Requirement – Output exactly the lines from the one containing "of the hand" to the last line of the material, inclusive, and nothing more.

Extracted data –
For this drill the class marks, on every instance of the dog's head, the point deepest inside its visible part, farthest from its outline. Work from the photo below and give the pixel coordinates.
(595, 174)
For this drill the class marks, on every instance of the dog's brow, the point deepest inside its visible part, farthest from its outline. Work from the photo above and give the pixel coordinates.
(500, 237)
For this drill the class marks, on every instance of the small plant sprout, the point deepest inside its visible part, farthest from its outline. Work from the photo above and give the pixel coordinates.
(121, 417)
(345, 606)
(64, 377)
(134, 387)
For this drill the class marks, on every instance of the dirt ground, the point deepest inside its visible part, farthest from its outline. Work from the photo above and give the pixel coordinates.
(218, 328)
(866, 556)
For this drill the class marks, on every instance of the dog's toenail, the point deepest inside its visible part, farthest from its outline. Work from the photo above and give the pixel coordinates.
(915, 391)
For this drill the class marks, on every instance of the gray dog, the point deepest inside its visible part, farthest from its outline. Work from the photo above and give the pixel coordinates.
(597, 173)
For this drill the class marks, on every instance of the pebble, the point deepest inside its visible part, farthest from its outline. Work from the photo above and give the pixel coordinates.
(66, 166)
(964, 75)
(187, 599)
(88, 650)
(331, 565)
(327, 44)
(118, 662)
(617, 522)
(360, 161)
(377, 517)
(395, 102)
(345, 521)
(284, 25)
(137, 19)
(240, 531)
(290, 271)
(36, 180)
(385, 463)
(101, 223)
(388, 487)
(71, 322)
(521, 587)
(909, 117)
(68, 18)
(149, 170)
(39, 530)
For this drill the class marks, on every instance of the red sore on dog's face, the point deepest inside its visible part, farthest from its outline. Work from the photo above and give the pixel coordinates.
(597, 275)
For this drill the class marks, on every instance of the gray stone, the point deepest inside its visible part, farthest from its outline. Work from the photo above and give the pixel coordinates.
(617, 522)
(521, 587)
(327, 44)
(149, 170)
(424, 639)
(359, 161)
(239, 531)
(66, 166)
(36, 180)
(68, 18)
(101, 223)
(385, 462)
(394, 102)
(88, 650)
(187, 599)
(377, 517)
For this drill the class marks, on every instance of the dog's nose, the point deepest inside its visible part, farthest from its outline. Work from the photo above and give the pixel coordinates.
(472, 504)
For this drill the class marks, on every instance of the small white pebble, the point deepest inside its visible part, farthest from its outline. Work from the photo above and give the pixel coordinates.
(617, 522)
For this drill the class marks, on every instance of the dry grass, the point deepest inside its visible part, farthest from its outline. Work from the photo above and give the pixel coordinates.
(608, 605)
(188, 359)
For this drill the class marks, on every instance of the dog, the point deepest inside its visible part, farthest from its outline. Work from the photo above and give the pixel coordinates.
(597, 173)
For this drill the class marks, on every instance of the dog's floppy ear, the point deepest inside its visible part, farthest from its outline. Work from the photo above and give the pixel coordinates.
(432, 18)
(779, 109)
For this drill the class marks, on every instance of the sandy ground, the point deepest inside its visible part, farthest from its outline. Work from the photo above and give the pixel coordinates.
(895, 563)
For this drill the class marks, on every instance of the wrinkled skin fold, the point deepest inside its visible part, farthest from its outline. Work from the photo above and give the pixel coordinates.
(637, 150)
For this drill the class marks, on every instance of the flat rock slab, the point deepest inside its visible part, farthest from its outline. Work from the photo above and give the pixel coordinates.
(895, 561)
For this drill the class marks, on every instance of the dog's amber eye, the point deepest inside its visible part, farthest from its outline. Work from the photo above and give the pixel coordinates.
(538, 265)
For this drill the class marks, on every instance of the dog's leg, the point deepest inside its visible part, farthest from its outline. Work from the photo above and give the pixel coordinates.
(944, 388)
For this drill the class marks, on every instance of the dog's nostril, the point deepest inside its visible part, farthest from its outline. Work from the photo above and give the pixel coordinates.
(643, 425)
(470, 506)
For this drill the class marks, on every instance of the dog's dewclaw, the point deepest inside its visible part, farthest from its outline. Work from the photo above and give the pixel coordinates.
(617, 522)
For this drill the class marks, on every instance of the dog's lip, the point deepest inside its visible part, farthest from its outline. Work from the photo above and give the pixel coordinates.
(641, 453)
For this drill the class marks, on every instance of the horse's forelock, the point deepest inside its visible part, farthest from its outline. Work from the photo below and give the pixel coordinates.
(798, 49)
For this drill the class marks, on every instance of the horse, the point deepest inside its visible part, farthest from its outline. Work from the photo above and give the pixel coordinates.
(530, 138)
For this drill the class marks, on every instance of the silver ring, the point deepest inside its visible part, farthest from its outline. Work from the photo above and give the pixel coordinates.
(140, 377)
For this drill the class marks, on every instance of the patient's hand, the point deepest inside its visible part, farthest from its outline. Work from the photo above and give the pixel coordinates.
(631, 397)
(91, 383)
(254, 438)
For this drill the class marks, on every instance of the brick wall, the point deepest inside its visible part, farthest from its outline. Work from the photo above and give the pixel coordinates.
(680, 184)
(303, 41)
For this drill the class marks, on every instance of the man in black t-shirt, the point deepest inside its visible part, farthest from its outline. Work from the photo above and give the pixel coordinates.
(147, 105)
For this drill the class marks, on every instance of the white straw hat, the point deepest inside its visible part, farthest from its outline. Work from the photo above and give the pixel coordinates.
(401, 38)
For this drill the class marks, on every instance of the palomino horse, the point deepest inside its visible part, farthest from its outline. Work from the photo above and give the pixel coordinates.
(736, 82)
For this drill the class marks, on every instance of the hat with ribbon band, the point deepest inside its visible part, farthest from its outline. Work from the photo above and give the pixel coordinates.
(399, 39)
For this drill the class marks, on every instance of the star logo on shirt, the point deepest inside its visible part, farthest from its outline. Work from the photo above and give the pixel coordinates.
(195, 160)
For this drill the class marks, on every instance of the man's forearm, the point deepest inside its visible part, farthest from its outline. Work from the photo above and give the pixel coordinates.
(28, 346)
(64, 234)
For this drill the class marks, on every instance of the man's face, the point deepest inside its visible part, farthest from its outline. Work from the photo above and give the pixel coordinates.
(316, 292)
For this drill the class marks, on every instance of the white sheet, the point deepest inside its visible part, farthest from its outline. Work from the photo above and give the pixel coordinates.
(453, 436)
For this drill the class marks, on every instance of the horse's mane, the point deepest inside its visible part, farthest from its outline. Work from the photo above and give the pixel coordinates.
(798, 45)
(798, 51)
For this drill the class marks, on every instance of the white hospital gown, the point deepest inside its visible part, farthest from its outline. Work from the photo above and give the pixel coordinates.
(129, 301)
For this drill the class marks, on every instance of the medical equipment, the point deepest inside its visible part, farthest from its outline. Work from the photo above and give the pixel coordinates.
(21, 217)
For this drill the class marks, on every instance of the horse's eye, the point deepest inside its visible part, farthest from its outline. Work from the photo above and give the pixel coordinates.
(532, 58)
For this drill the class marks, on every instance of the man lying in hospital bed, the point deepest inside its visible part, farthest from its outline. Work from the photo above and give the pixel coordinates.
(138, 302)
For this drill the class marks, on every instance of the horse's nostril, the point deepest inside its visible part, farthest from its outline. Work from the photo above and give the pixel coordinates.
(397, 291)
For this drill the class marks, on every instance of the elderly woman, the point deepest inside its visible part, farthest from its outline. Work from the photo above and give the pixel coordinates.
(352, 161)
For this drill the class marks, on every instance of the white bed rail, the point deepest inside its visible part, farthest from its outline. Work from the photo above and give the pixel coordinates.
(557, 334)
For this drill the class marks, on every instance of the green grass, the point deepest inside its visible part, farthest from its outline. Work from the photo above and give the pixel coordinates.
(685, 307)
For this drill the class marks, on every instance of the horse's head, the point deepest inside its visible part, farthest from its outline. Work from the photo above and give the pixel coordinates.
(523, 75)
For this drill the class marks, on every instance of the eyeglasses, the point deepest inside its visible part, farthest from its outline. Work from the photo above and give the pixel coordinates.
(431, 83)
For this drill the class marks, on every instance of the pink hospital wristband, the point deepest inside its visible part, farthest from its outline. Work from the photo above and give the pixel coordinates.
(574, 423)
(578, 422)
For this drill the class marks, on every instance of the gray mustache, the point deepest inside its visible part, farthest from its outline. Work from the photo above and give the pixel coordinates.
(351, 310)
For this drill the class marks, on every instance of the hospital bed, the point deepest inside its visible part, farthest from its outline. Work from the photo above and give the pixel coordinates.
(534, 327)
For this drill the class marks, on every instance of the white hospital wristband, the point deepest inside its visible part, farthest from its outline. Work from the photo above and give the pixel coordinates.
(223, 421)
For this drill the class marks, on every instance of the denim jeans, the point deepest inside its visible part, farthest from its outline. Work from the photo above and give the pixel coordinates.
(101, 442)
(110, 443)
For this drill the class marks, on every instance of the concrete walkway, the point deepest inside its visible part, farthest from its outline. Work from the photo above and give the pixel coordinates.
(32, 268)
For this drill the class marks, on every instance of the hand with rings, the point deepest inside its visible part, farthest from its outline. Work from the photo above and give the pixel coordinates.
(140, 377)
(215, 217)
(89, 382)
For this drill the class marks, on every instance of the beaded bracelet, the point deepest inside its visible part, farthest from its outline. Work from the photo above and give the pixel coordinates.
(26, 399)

Answer to this problem –
For this drill the class marks, on every instance of the hand with rings, the point deepest inside its visible part, farthest from its outline. Work from the photo above and give the pixel coordinates.
(140, 377)
(215, 217)
(89, 382)
For this drill the class marks, on every instance of the beaded bracelet, the point deepest inside its visible part, farthest from its outline. Work from the photo above and give the pixel coordinates.
(26, 399)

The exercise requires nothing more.